## [Stored data entries]
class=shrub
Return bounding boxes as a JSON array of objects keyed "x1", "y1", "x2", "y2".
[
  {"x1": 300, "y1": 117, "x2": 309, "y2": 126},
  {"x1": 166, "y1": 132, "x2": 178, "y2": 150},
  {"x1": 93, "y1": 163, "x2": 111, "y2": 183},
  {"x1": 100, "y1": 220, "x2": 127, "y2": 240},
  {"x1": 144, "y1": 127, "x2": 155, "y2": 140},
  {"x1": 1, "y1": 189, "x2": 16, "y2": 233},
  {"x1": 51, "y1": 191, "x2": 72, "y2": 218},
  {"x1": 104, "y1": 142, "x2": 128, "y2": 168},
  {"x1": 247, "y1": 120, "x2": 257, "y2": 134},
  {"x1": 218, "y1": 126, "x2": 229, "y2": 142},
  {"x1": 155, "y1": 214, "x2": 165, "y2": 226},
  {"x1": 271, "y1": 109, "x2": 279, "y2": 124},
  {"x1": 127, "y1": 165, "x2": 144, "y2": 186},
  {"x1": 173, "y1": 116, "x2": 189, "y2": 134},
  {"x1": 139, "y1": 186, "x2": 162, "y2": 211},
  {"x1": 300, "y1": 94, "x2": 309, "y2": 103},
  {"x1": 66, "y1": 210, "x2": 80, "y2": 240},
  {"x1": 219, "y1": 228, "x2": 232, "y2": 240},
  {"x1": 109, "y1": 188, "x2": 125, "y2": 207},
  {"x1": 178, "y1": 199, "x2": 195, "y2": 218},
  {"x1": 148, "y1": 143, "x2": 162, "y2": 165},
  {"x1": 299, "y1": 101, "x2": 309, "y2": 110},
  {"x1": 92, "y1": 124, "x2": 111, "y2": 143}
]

## [What the task requires]
Every record should be repeated exactly; please leave none out.

## [Result]
class=shrub
Return bounding boxes as a JSON array of objects keyed "x1", "y1", "x2", "y2".
[
  {"x1": 300, "y1": 117, "x2": 309, "y2": 126},
  {"x1": 166, "y1": 132, "x2": 178, "y2": 150},
  {"x1": 93, "y1": 163, "x2": 111, "y2": 183},
  {"x1": 100, "y1": 220, "x2": 127, "y2": 240},
  {"x1": 144, "y1": 127, "x2": 155, "y2": 140},
  {"x1": 1, "y1": 189, "x2": 16, "y2": 233},
  {"x1": 51, "y1": 191, "x2": 72, "y2": 218},
  {"x1": 104, "y1": 142, "x2": 128, "y2": 168},
  {"x1": 247, "y1": 120, "x2": 257, "y2": 134},
  {"x1": 218, "y1": 126, "x2": 229, "y2": 142},
  {"x1": 155, "y1": 214, "x2": 165, "y2": 226},
  {"x1": 271, "y1": 109, "x2": 279, "y2": 124},
  {"x1": 127, "y1": 165, "x2": 144, "y2": 186},
  {"x1": 173, "y1": 116, "x2": 189, "y2": 134},
  {"x1": 139, "y1": 186, "x2": 162, "y2": 211},
  {"x1": 300, "y1": 94, "x2": 309, "y2": 103},
  {"x1": 66, "y1": 210, "x2": 80, "y2": 240},
  {"x1": 219, "y1": 228, "x2": 232, "y2": 240},
  {"x1": 109, "y1": 188, "x2": 125, "y2": 207},
  {"x1": 178, "y1": 199, "x2": 195, "y2": 218},
  {"x1": 148, "y1": 143, "x2": 162, "y2": 165},
  {"x1": 299, "y1": 101, "x2": 309, "y2": 110},
  {"x1": 92, "y1": 124, "x2": 111, "y2": 143}
]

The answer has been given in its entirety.